------ DATASET EXCERPTS ------

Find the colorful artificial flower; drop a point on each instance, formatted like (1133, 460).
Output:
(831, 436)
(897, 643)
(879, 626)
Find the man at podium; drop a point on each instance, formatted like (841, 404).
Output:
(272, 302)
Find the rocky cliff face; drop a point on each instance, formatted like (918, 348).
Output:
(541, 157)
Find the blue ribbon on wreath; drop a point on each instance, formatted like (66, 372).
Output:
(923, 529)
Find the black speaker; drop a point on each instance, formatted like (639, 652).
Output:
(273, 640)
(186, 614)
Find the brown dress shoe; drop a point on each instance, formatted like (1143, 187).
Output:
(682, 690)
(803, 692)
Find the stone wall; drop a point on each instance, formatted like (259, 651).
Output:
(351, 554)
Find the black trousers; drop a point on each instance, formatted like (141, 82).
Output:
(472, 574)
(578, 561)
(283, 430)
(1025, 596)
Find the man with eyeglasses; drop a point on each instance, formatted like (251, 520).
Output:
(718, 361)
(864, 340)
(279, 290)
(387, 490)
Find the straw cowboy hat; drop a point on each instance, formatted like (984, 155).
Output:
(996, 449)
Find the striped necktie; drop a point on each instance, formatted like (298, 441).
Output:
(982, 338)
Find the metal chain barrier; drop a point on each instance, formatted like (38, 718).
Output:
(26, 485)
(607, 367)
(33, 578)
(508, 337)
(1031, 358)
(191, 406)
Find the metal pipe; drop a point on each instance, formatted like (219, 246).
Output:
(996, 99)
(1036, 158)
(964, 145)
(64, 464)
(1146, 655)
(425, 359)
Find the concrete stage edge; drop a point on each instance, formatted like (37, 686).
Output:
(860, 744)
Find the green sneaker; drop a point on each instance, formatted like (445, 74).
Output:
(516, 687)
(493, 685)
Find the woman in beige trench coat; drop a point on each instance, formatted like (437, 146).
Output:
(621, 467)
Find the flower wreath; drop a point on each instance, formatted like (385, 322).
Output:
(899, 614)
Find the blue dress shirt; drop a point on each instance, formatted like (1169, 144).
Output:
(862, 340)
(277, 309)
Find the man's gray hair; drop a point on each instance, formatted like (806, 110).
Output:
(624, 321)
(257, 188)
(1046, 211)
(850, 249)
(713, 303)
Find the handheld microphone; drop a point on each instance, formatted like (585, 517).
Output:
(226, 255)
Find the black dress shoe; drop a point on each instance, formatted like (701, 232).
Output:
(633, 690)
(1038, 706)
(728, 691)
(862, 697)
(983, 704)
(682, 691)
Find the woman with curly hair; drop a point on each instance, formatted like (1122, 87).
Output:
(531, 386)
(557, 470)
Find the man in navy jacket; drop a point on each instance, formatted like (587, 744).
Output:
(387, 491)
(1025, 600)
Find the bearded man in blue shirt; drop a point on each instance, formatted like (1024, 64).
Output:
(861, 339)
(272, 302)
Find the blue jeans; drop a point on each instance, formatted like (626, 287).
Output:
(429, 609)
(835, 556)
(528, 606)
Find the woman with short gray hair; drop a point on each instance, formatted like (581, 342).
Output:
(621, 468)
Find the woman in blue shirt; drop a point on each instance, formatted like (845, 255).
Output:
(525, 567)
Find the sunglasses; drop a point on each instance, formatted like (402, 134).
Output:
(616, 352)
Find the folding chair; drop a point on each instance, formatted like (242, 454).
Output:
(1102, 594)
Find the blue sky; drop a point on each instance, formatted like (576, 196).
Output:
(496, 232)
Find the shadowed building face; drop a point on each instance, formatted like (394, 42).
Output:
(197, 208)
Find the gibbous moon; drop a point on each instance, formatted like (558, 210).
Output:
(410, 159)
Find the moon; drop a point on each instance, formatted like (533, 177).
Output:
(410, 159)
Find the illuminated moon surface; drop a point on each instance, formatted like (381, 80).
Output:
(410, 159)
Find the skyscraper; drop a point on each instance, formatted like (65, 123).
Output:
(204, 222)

------

TASK GOAL >> Edit the entries from the line containing "Find the sunglasses;" through the end of the entries, both ends included: reproduce only those lines, with every "drop a point" changed to "place a marker" and nothing else altered.

FINISHED EXERCISE >>
Find the sunglasses; place a marker on each instance, formatted like (402, 134).
Output:
(616, 352)
Find the folding chair; place a marker on each instance, formatted like (242, 454).
Output:
(1102, 594)
Find the blue sky; place a marker on each instance, formatted like (576, 196).
Output:
(496, 232)
Find the shadowed building face; place a marker on each instance, formatted like (394, 42).
Output:
(197, 208)
Find the gibbous moon; place a marker on each instance, formatted like (558, 210).
Output:
(410, 159)
Find the moon; place a marker on each instance, formatted like (533, 177).
Output:
(410, 159)
Find the illuminated moon surface; place a marker on each instance, formatted like (381, 80).
Output:
(410, 159)
Find the skyscraper; place a marker on each instance, formatted like (65, 123).
Output:
(204, 222)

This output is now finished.